REQUIREMENT:
Keeping every word the same, return the listing from its first line until the line holding "looking like <point>114,311</point>." has been returned as well.

DATA EXCERPTS:
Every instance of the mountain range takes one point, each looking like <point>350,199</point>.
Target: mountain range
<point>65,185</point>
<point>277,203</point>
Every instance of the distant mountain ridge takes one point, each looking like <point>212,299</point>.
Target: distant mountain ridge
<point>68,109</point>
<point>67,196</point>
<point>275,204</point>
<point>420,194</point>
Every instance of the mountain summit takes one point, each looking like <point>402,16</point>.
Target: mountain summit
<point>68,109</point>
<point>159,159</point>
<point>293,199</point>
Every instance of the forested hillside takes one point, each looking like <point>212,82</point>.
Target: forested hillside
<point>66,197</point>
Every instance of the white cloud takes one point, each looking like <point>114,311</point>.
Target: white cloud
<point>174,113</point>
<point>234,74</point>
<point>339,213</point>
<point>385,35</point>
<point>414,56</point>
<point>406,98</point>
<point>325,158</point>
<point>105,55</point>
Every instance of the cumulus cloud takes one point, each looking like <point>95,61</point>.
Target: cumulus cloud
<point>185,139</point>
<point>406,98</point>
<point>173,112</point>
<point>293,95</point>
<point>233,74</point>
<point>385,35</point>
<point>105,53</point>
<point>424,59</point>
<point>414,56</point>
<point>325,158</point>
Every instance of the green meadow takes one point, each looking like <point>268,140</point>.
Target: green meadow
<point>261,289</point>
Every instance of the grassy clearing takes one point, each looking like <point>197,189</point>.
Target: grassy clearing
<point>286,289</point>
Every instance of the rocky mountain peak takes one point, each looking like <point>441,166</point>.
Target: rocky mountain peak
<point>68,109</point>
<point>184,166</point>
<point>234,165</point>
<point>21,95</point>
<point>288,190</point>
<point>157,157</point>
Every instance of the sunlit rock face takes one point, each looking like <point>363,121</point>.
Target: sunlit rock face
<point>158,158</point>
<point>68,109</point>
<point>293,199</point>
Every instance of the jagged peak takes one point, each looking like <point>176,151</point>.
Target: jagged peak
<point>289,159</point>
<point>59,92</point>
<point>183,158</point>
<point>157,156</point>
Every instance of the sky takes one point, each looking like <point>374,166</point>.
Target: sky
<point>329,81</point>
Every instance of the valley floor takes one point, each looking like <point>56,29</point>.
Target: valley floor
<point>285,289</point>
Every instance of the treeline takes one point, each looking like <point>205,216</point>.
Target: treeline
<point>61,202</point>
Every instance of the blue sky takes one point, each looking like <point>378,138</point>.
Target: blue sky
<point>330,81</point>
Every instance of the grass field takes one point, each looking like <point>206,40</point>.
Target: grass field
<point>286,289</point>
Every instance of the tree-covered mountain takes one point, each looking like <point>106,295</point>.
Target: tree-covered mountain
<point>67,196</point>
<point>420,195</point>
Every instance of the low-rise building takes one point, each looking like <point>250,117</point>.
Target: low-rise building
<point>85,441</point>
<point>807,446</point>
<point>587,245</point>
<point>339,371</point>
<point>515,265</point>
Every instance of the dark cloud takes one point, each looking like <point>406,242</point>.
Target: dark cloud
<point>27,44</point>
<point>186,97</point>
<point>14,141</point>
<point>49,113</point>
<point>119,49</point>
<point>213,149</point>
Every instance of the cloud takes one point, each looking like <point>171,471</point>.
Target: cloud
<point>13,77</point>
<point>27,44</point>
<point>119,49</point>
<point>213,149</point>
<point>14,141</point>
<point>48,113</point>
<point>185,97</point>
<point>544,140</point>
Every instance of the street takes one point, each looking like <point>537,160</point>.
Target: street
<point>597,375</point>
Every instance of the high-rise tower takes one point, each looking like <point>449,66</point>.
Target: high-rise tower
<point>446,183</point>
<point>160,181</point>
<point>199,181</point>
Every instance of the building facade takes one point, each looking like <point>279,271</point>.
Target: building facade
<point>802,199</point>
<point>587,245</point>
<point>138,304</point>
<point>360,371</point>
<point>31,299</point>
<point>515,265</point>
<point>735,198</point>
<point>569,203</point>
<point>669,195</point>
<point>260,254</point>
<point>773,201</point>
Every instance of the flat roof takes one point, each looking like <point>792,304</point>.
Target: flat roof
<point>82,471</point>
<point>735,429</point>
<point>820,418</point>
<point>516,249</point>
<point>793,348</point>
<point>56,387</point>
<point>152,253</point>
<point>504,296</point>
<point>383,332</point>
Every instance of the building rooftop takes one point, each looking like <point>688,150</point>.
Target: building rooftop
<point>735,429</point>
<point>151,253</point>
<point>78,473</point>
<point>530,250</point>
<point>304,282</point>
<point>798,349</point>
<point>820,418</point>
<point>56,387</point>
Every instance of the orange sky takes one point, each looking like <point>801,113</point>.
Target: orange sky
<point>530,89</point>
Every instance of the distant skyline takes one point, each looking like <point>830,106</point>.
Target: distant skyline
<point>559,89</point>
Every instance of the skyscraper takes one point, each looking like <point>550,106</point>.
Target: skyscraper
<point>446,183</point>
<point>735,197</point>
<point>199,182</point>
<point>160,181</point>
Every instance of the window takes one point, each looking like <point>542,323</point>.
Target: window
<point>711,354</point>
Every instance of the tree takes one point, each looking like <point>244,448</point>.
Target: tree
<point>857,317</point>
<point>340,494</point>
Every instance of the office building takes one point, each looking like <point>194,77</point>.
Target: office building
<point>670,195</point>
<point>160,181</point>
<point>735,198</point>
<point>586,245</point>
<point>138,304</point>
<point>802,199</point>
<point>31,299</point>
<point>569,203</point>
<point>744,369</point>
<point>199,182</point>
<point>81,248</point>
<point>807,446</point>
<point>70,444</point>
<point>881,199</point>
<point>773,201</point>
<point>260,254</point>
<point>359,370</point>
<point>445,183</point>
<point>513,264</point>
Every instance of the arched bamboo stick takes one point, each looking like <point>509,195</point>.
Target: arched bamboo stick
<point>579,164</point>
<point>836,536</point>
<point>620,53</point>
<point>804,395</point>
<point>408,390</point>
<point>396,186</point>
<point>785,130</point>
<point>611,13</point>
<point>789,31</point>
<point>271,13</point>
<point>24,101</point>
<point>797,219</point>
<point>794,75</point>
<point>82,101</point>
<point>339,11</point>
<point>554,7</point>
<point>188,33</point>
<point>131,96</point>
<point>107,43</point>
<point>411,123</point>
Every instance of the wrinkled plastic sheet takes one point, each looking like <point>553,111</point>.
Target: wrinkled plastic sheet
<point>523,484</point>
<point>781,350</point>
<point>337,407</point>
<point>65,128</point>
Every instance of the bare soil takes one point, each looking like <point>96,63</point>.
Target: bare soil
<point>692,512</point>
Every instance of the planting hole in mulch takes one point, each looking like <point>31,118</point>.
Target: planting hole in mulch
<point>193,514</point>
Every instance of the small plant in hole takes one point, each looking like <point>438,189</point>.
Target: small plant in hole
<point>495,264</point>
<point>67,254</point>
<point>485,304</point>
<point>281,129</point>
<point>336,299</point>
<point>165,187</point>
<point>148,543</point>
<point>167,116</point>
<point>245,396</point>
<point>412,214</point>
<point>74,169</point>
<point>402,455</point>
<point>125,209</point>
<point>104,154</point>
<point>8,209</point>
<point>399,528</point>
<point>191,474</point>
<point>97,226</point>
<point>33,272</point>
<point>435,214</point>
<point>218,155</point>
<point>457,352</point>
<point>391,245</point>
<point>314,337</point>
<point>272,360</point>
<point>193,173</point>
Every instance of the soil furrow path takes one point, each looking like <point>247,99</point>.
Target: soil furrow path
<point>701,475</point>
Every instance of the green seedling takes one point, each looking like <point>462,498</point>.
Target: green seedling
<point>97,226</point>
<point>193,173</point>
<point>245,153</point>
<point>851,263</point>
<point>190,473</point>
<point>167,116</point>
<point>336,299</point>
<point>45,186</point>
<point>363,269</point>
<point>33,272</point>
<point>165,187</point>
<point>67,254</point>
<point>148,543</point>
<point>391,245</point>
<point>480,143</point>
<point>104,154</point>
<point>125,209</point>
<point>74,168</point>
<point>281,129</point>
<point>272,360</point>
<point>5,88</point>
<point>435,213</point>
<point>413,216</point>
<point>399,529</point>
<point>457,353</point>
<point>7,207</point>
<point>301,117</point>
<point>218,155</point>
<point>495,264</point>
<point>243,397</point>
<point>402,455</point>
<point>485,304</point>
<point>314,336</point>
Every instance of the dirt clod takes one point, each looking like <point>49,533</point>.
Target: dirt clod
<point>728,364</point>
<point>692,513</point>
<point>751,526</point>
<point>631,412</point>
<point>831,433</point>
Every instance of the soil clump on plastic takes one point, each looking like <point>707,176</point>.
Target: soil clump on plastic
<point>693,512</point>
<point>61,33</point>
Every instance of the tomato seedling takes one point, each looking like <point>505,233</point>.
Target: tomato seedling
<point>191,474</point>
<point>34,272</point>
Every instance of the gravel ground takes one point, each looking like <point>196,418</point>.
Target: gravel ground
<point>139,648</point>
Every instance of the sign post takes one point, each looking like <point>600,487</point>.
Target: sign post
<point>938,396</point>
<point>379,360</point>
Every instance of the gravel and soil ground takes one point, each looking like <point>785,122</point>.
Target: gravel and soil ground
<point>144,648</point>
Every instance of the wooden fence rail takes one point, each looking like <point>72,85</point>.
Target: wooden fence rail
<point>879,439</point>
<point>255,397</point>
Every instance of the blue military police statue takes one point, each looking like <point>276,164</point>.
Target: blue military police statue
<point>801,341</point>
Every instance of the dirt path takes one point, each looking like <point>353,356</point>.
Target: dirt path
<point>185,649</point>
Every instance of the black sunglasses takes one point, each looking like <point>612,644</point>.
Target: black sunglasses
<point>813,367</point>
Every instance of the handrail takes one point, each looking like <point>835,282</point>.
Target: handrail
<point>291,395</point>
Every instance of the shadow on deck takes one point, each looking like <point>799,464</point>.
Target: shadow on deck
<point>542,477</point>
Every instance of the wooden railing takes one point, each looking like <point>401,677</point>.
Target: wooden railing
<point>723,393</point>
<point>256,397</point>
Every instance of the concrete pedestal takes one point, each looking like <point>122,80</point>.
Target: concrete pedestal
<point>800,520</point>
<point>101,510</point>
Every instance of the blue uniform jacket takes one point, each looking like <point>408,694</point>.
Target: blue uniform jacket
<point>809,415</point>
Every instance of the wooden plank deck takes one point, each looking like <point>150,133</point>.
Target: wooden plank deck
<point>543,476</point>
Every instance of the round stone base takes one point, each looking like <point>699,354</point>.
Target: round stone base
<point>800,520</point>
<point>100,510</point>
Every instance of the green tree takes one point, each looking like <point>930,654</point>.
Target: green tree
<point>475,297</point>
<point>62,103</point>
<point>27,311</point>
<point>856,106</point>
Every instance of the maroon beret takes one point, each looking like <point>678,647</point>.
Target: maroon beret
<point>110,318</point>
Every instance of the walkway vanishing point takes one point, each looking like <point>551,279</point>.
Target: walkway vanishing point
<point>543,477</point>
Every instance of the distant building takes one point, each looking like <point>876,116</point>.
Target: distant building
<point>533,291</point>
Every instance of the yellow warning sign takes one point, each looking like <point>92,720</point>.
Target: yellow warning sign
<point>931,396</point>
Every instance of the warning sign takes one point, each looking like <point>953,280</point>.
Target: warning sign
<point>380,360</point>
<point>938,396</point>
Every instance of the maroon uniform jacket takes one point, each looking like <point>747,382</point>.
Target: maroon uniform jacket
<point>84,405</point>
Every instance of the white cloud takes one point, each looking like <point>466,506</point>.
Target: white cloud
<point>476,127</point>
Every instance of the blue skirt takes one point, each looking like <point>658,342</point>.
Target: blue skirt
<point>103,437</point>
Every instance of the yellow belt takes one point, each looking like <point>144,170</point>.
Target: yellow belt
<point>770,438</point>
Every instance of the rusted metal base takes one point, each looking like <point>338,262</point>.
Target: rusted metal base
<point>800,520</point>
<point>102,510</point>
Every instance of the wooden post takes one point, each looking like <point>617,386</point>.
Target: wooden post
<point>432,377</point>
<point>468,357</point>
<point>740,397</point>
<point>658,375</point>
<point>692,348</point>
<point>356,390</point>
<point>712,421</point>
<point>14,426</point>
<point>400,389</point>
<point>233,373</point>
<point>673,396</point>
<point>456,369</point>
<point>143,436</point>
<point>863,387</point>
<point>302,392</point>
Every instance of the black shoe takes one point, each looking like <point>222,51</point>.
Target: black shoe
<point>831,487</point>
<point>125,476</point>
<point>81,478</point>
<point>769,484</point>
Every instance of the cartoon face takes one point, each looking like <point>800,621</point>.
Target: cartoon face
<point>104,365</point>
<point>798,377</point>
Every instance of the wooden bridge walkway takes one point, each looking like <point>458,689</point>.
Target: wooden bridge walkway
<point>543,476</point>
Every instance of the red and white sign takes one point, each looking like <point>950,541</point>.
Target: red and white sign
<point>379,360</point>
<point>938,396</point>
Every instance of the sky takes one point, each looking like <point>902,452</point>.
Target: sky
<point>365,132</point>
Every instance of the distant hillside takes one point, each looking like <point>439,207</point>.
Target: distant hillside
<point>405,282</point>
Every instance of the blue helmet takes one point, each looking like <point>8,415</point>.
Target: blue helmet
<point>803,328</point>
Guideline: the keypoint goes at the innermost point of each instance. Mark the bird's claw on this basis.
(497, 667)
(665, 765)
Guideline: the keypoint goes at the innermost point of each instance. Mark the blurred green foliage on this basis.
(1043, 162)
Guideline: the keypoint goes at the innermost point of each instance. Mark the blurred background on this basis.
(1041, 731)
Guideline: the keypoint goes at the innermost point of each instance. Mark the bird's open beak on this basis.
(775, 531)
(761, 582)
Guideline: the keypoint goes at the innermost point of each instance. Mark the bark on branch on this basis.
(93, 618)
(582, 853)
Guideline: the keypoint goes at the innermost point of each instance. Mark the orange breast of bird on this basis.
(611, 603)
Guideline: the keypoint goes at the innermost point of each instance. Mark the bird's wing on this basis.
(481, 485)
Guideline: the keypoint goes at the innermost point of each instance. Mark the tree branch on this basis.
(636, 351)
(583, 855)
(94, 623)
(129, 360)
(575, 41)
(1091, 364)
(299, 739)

ANSWER BOX:
Every instance of the mountain range takes one point, each looking like <point>350,199</point>.
Target: mountain range
<point>65,185</point>
<point>277,203</point>
Every instance of the distant mountain ridge takes one point, each looking like <point>212,299</point>.
Target: distant mountain ridge
<point>68,109</point>
<point>67,196</point>
<point>275,204</point>
<point>420,194</point>
Every instance of the mountain summit takes one point, each looking like <point>402,16</point>.
Target: mountain summit
<point>68,109</point>
<point>159,159</point>
<point>293,199</point>
Every instance of the forested hillside takes one point, each looking like <point>212,82</point>.
Target: forested hillside
<point>66,197</point>
Every instance of the white cloud takes one point, each looking like <point>114,311</point>.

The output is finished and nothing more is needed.